══ Stored data

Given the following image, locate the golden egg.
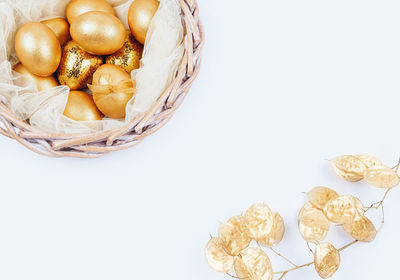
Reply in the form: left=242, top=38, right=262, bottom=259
left=128, top=0, right=159, bottom=45
left=105, top=32, right=143, bottom=73
left=66, top=0, right=115, bottom=24
left=14, top=63, right=59, bottom=92
left=57, top=41, right=103, bottom=90
left=41, top=18, right=71, bottom=46
left=15, top=22, right=61, bottom=77
left=70, top=11, right=126, bottom=55
left=90, top=64, right=135, bottom=119
left=63, top=90, right=103, bottom=121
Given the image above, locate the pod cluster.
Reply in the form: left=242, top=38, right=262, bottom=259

════

> Prompt
Filter the data down to the lines that contain the string "image", and copy them.

> Output below
Given the following image, locate the golden egg.
Given the image above, locate the pod cluster.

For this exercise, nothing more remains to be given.